(Location labeling records)
⟨
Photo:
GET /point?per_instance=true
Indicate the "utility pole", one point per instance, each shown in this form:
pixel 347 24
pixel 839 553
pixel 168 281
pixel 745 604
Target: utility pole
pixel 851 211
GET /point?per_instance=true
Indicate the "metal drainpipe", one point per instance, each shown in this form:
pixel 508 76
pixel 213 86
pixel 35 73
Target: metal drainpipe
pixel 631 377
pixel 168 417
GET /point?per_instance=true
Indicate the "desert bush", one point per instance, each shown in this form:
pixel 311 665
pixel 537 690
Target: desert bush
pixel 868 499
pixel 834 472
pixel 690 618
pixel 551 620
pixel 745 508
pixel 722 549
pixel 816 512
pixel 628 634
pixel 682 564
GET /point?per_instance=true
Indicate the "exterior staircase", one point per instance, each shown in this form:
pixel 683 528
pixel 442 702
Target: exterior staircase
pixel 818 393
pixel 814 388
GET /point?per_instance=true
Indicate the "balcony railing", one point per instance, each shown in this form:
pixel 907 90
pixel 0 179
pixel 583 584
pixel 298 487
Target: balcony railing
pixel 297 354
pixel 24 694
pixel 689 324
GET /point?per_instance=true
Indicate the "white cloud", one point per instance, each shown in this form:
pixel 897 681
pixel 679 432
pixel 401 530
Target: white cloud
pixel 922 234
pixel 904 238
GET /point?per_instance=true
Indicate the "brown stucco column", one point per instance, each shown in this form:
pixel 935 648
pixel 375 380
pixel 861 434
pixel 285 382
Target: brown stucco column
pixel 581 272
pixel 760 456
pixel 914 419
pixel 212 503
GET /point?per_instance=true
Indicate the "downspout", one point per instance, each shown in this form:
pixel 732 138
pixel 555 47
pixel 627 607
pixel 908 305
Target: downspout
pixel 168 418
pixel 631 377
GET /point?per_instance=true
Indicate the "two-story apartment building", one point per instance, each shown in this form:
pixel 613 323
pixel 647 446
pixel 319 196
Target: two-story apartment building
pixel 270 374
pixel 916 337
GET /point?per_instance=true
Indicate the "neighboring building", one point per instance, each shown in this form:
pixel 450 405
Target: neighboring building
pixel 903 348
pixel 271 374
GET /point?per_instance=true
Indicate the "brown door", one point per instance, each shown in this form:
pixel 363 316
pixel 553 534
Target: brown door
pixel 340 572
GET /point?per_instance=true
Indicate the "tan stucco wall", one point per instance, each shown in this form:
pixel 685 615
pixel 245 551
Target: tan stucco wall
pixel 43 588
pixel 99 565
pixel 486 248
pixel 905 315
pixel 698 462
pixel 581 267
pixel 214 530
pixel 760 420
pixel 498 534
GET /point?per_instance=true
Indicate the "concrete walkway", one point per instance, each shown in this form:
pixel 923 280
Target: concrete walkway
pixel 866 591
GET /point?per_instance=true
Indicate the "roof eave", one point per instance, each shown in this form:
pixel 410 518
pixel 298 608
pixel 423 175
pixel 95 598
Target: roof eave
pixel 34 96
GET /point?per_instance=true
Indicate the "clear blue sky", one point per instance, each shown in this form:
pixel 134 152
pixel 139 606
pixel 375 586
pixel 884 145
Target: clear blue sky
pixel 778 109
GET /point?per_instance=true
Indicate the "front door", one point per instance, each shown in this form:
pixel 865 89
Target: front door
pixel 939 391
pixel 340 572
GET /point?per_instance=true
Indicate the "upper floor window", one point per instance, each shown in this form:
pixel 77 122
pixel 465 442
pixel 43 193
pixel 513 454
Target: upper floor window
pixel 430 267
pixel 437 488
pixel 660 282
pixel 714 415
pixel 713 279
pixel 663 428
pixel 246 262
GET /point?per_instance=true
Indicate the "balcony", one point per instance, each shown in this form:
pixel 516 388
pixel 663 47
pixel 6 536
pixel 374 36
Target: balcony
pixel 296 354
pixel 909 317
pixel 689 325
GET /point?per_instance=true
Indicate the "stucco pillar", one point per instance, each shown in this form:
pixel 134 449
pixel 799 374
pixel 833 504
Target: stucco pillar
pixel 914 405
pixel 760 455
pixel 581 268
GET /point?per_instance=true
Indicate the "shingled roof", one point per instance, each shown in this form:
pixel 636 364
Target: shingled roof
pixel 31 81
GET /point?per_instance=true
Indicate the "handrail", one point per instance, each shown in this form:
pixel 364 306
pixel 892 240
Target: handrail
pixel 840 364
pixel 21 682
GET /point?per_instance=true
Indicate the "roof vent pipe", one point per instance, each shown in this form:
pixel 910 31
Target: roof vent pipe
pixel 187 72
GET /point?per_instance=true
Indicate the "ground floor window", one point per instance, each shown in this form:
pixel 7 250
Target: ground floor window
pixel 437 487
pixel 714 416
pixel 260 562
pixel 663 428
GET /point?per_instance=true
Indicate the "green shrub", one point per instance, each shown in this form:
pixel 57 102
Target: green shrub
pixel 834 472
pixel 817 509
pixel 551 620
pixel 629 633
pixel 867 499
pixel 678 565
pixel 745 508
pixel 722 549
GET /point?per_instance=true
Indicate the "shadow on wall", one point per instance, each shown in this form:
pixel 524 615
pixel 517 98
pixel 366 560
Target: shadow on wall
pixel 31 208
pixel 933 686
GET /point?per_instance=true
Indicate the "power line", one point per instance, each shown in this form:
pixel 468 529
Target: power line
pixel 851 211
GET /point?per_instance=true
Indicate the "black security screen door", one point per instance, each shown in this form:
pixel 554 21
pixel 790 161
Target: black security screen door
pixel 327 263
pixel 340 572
⟩
**WHAT NEEDS TO BE DONE:**
Without leaving anything out, give the entries again exactly.

**ANSWER TO THIS PROBLEM:**
Photo:
GET /point?per_instance=true
Indicate the "utility pole", one point per instance, each shown in this form:
pixel 347 24
pixel 839 553
pixel 168 281
pixel 745 604
Target: utility pole
pixel 851 211
GET /point?per_instance=true
Indicate the "metal drainpipe", one point per instance, each shown in this form:
pixel 508 76
pixel 213 86
pixel 35 73
Target: metal drainpipe
pixel 631 377
pixel 168 417
GET /point?per_instance=true
Indicate the "desert bush", one point per instance, each shown in this form:
pixel 311 665
pixel 537 690
Target: desert bush
pixel 868 499
pixel 834 472
pixel 690 618
pixel 551 620
pixel 745 508
pixel 722 549
pixel 816 512
pixel 628 634
pixel 682 564
GET /point?per_instance=true
Indicate the "exterior staircase", one point per instance, each shown in this form:
pixel 683 528
pixel 442 702
Target: exterior staircase
pixel 818 393
pixel 814 388
GET /point?per_instance=true
Indicate the "balcony railing", one point per instance, each shown in this form:
pixel 907 90
pixel 0 179
pixel 583 584
pixel 298 487
Target: balcony railing
pixel 297 354
pixel 24 694
pixel 689 324
GET /point?per_instance=true
Indicate the "white cloud", one point per instance, each shown in this form:
pixel 897 681
pixel 679 432
pixel 401 530
Target: white cloud
pixel 922 234
pixel 904 238
GET /point?per_instance=true
Indicate the "brown stucco column", one point per instance, each shown in this form:
pixel 935 648
pixel 375 380
pixel 861 434
pixel 285 382
Target: brown stucco column
pixel 581 272
pixel 760 456
pixel 914 419
pixel 212 503
GET /point?per_instance=true
Indicate the "downspout", one point per instance, each shown in this form:
pixel 732 138
pixel 555 47
pixel 627 607
pixel 908 305
Target: downspout
pixel 168 418
pixel 631 377
GET /point?per_instance=true
Indicate the "two-story apartment building", one point per instance, each shown in this form:
pixel 613 323
pixel 647 446
pixel 319 196
Target: two-story apartment building
pixel 270 374
pixel 916 337
GET /point?per_instance=true
Indicate the "neighboring building", one point per instance, each shown in this form:
pixel 450 405
Target: neighboring building
pixel 903 348
pixel 271 374
GET /point?per_instance=true
Indicate the "brown door", one point per instance, each shown in this form:
pixel 363 316
pixel 553 534
Target: brown door
pixel 340 572
GET /point?per_instance=true
Indicate the "tan stucco wall", one point per instance, each shown in this form:
pixel 685 615
pixel 245 551
Target: tan stucco wall
pixel 43 588
pixel 99 565
pixel 486 248
pixel 905 315
pixel 698 462
pixel 581 267
pixel 214 530
pixel 760 420
pixel 498 534
GET /point?per_instance=true
Indicate the "concrete walkway", one point per instance, each shown in this form:
pixel 923 280
Target: concrete walkway
pixel 866 591
GET /point?per_instance=true
Indicate the "roof eave", one point per instance, each shown in this form:
pixel 410 518
pixel 298 608
pixel 423 175
pixel 95 598
Target: roof eave
pixel 34 96
GET /point?per_instance=true
Indicate the "clear blue sky", one point per instance, each shown in this form:
pixel 134 152
pixel 139 606
pixel 375 586
pixel 884 145
Target: clear blue sky
pixel 778 109
GET /point?per_instance=true
Indicate the "front door", one point per instance, each shown in this form:
pixel 865 89
Target: front door
pixel 939 391
pixel 340 572
GET /point?per_instance=true
Indicate the "upper floor window", one point per instance, each shown in this form:
pixel 77 122
pixel 465 442
pixel 43 193
pixel 513 454
Target: upper floor window
pixel 430 267
pixel 437 488
pixel 660 282
pixel 714 415
pixel 713 279
pixel 663 428
pixel 246 262
GET /point?per_instance=true
Indicate the "balcony", one point per instance, each shown in this form:
pixel 516 388
pixel 663 47
pixel 6 536
pixel 374 36
Target: balcony
pixel 296 354
pixel 909 317
pixel 689 325
GET /point?per_instance=true
Indicate the "stucco pillar", one point per instance, each shown in this form:
pixel 134 449
pixel 799 374
pixel 833 504
Target: stucco pillar
pixel 914 405
pixel 760 455
pixel 581 268
GET /point?per_instance=true
Indicate the "shingled roof", one point per instance, each shown in this form:
pixel 636 364
Target: shingled roof
pixel 31 81
GET /point?per_instance=true
Indicate the "handrail", one point per instance, each shown in this form:
pixel 364 306
pixel 892 240
Target: handrail
pixel 840 364
pixel 21 682
GET /point?per_instance=true
Indicate the "roof vent pipe", one point per instance, each shown in this form:
pixel 910 31
Target: roof vent pipe
pixel 187 72
GET /point?per_instance=true
Indicate the "ground floor window", one point per instance, each shown in this form:
pixel 7 250
Target: ground floor window
pixel 437 487
pixel 714 416
pixel 260 562
pixel 663 428
GET /point?per_instance=true
Indicate the "green shrub", one point per instance, each shown in this form:
pixel 57 102
Target: green shrub
pixel 834 472
pixel 817 509
pixel 551 620
pixel 629 633
pixel 867 499
pixel 678 565
pixel 745 508
pixel 722 549
GET /point?per_instance=true
Indicate the "shadow on wall", one point per instance, each shown in this form:
pixel 524 615
pixel 517 98
pixel 366 560
Target: shadow on wall
pixel 31 208
pixel 933 686
GET /point?per_instance=true
Indicate the "power line", one point per instance, each shown in this form:
pixel 468 529
Target: power line
pixel 851 211
GET /point?per_instance=true
Indicate the "black security screen door", one point per instance, each shown in this form:
pixel 554 21
pixel 790 161
Target: black security screen door
pixel 327 263
pixel 340 572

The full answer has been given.